• **INPUT DATA**:

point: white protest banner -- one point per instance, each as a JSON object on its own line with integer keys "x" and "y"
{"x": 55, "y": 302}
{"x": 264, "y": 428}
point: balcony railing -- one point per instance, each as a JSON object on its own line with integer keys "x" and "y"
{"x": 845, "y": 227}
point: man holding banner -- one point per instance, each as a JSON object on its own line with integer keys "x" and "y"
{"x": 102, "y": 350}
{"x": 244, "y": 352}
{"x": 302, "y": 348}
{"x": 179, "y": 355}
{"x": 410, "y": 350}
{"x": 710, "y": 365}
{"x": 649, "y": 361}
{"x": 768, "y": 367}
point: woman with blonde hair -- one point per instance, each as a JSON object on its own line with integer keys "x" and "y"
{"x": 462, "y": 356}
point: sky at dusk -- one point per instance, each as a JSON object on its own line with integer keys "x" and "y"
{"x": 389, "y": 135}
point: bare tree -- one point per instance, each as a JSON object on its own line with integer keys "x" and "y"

...

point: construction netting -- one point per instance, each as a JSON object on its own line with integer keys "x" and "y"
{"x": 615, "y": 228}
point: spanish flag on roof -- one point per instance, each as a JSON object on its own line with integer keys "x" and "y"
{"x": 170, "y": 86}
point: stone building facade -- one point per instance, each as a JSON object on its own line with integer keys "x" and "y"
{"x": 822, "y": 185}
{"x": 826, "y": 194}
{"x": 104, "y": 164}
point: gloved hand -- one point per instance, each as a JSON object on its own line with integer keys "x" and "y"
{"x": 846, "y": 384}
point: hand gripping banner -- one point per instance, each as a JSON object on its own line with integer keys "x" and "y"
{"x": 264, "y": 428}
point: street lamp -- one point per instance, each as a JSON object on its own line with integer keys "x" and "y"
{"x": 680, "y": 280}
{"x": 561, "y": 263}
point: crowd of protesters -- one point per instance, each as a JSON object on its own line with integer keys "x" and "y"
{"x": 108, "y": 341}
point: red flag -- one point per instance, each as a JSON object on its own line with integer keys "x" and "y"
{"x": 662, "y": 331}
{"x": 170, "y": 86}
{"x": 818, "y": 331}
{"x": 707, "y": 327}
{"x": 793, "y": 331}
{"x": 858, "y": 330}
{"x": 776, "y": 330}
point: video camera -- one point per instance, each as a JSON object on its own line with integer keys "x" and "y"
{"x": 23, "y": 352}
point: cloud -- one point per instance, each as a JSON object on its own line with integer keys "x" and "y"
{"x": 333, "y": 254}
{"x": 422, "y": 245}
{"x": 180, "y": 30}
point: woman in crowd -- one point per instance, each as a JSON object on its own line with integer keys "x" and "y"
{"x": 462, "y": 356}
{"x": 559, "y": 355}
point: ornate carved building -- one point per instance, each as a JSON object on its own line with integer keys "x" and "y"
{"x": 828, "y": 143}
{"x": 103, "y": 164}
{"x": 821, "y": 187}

...

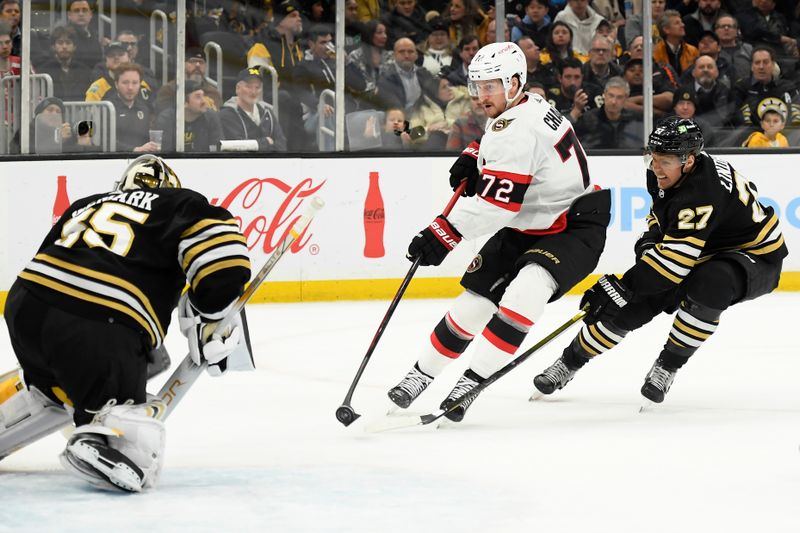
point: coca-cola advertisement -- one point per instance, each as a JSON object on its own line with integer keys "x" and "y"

• **WORK INSTRUCTIONS**: Given the records above, return exactly the lines starting at the line containing "point: balcony railing" and ending at the line containing "point: bare tree", including both.

• **EXERCISE SOLUTION**:
point: balcony railing -- one point per instance, each as a JSON object on its own line with integer keys "x" and "y"
{"x": 845, "y": 227}
point: man holding banner -- one point per instance, each as a JSON object on its own line with integer keys "x" and "y"
{"x": 102, "y": 350}
{"x": 244, "y": 352}
{"x": 302, "y": 348}
{"x": 179, "y": 355}
{"x": 410, "y": 350}
{"x": 710, "y": 365}
{"x": 649, "y": 361}
{"x": 768, "y": 367}
point: woman with blonde hair -- one point per instance, each as a JSON object on its own line with integer keys "x" and "y"
{"x": 462, "y": 356}
point: sky at dusk -- one point per instance, each as a JSON object on its own line with integer keys "x" and "y"
{"x": 389, "y": 135}
point: bare tree -- one point per instance, each as a JSON object on its own line with integer keys "x" and "y"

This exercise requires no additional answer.